- [Exercise details] Restate the entries word for word, omitting nothing.

Rows from a pointing dataset:
** start **

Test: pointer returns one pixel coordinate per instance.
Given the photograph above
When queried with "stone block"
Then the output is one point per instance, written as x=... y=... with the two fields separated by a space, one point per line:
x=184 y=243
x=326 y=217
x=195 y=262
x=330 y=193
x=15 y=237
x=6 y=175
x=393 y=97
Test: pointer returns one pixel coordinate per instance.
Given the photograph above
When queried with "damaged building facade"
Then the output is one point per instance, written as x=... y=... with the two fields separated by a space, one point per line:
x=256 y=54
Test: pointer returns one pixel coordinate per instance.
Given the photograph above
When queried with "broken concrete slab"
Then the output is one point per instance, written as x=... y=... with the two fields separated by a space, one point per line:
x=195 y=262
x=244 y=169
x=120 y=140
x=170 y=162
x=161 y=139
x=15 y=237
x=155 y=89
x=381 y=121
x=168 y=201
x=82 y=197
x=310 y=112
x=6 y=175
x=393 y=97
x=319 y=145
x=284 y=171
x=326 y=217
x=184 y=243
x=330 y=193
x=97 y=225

** end **

- [The response]
Test: pointer returns one pixel coordinate per instance.
Given the photograph above
When queried with "stone block"
Then the output is one point per instance, written as x=... y=... with the two fields separated by a space, one point per line:
x=184 y=243
x=326 y=217
x=195 y=262
x=330 y=193
x=15 y=237
x=6 y=175
x=393 y=97
Test: pointer returns one pixel coordinate per instance.
Given the photograph above
When queried with "damaged building facade"
Then the output is one point per instance, written as x=... y=... with the two fields separated by a space, one point per line:
x=256 y=54
Test: pointer returns one pixel coordinate per instance.
Given the photograph above
When queried with "broken concrete slab"
Then the output is one point per instance, written as x=... y=... with the two fields separated by a space, one point per line:
x=195 y=262
x=244 y=169
x=120 y=140
x=170 y=162
x=161 y=139
x=15 y=237
x=155 y=89
x=381 y=121
x=168 y=201
x=82 y=197
x=310 y=112
x=6 y=175
x=393 y=97
x=319 y=145
x=284 y=171
x=326 y=217
x=184 y=243
x=330 y=193
x=97 y=225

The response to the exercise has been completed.